### [Given problem]
Would you write out the entries below, every one of them, exactly?

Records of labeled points
-- Begin --
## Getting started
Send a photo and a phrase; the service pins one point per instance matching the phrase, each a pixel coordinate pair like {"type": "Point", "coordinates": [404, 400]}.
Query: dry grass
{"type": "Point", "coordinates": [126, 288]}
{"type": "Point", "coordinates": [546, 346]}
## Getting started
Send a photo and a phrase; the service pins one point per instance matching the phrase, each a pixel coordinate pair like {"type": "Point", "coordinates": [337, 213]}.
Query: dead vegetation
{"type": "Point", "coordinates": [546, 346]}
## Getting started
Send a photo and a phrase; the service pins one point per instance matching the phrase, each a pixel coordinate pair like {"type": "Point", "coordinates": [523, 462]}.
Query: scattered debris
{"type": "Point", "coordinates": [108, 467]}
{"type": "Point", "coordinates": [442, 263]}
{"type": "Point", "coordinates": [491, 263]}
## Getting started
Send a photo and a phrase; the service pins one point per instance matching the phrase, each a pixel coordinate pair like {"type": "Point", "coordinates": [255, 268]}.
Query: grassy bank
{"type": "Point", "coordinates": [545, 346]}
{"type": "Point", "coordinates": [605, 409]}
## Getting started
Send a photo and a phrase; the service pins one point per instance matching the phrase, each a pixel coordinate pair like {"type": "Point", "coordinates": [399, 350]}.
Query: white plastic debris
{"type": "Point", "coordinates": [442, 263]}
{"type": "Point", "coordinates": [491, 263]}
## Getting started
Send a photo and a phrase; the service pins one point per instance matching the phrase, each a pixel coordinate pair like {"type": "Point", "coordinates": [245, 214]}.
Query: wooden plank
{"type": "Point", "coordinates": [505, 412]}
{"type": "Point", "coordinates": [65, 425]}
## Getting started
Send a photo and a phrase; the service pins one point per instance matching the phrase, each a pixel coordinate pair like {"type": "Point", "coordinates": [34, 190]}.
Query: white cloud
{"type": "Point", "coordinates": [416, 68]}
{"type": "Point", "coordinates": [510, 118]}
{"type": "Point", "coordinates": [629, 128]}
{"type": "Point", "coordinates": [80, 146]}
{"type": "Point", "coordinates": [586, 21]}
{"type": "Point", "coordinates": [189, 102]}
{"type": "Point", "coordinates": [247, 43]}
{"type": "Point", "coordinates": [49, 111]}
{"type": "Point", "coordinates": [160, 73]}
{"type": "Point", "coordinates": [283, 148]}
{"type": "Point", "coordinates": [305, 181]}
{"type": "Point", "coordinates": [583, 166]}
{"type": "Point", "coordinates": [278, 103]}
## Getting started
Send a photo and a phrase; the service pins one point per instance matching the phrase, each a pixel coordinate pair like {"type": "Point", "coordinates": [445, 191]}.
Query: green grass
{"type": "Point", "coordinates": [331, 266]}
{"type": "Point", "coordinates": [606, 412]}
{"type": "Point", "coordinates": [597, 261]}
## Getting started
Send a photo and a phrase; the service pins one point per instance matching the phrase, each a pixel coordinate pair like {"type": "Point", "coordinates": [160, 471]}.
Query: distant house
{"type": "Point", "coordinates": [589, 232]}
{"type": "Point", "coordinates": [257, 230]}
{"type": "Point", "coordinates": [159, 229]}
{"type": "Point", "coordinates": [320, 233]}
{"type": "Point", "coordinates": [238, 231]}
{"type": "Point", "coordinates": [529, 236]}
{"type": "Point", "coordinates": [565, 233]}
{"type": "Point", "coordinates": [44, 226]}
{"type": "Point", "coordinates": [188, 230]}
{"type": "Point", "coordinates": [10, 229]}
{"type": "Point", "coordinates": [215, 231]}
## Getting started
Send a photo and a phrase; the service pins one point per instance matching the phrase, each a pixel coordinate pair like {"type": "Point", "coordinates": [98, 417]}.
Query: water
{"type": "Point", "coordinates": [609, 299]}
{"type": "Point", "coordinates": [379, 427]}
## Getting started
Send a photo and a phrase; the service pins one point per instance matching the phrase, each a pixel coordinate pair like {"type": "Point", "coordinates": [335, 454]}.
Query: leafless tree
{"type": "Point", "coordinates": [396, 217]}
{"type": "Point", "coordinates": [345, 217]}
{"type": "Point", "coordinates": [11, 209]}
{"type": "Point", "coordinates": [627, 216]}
-- End --
### [Exercise response]
## Getting started
Send a photo and a phrase; the service pins one point per instance matching the phrase, each a pixel coordinate pair like {"type": "Point", "coordinates": [404, 400]}.
Query: dry grass
{"type": "Point", "coordinates": [126, 288]}
{"type": "Point", "coordinates": [546, 346]}
## Getting started
Send a photo and a phrase; the service pins one point per instance matching the phrase, each a pixel coordinate pair like {"type": "Point", "coordinates": [337, 213]}.
Query: dead vegetation
{"type": "Point", "coordinates": [546, 346]}
## Getting started
Send a photo and a phrase; the service pins one point per instance matching the phrase, each a pixel coordinate pair like {"type": "Point", "coordinates": [523, 462]}.
Query: scattered debris
{"type": "Point", "coordinates": [108, 467]}
{"type": "Point", "coordinates": [442, 263]}
{"type": "Point", "coordinates": [491, 263]}
## Getting started
Send a photo and a phrase; the service pins one point per instance matching the phrase, each a pixel coordinate pair like {"type": "Point", "coordinates": [255, 268]}.
Query: grassy bank
{"type": "Point", "coordinates": [545, 346]}
{"type": "Point", "coordinates": [605, 409]}
## Getting started
Send a photo and a phrase; the service pins one point per instance matching the phrase, each a pixel coordinate pair like {"type": "Point", "coordinates": [399, 350]}.
Query: white plastic debris
{"type": "Point", "coordinates": [442, 263]}
{"type": "Point", "coordinates": [491, 263]}
## Getting started
Send a photo and a phrase; the service pins one point per instance matching the phrase, each a pixel coordinate pair like {"type": "Point", "coordinates": [245, 214]}.
Query: wooden plank
{"type": "Point", "coordinates": [505, 412]}
{"type": "Point", "coordinates": [65, 425]}
## Getting started
Send a photo and a phrase; the service pins one point per instance matching the phrase, each a pixel coordinate pair like {"type": "Point", "coordinates": [34, 190]}.
Query: white cloud
{"type": "Point", "coordinates": [416, 68]}
{"type": "Point", "coordinates": [510, 118]}
{"type": "Point", "coordinates": [629, 128]}
{"type": "Point", "coordinates": [80, 146]}
{"type": "Point", "coordinates": [586, 21]}
{"type": "Point", "coordinates": [189, 102]}
{"type": "Point", "coordinates": [247, 43]}
{"type": "Point", "coordinates": [49, 111]}
{"type": "Point", "coordinates": [160, 73]}
{"type": "Point", "coordinates": [283, 148]}
{"type": "Point", "coordinates": [305, 181]}
{"type": "Point", "coordinates": [583, 166]}
{"type": "Point", "coordinates": [278, 103]}
## Getting started
Send a photo and a phrase; the service pins one point per instance matching the phrase, each a pixel coordinate pair like {"type": "Point", "coordinates": [445, 191]}.
Query: green grass
{"type": "Point", "coordinates": [331, 266]}
{"type": "Point", "coordinates": [606, 412]}
{"type": "Point", "coordinates": [597, 261]}
## Getting started
Send a photo and a phrase; the service pins one point per instance matching the phrase, each a pixel coordinate pair like {"type": "Point", "coordinates": [160, 471]}.
Query: distant house
{"type": "Point", "coordinates": [589, 232]}
{"type": "Point", "coordinates": [257, 230]}
{"type": "Point", "coordinates": [159, 229]}
{"type": "Point", "coordinates": [320, 233]}
{"type": "Point", "coordinates": [238, 231]}
{"type": "Point", "coordinates": [529, 236]}
{"type": "Point", "coordinates": [565, 233]}
{"type": "Point", "coordinates": [44, 226]}
{"type": "Point", "coordinates": [188, 230]}
{"type": "Point", "coordinates": [10, 229]}
{"type": "Point", "coordinates": [215, 231]}
## Getting started
Send a photo and a phrase; the service pins one point per instance matching the phrase, each a pixel coordinate pair like {"type": "Point", "coordinates": [98, 417]}.
Query: water
{"type": "Point", "coordinates": [609, 299]}
{"type": "Point", "coordinates": [379, 427]}
## Getting started
Send a photo and a phrase; the service pins one point per instance matching the phrase, each a pixel coordinate pair like {"type": "Point", "coordinates": [335, 454]}.
Query: leafless tree
{"type": "Point", "coordinates": [396, 217]}
{"type": "Point", "coordinates": [345, 217]}
{"type": "Point", "coordinates": [11, 209]}
{"type": "Point", "coordinates": [627, 216]}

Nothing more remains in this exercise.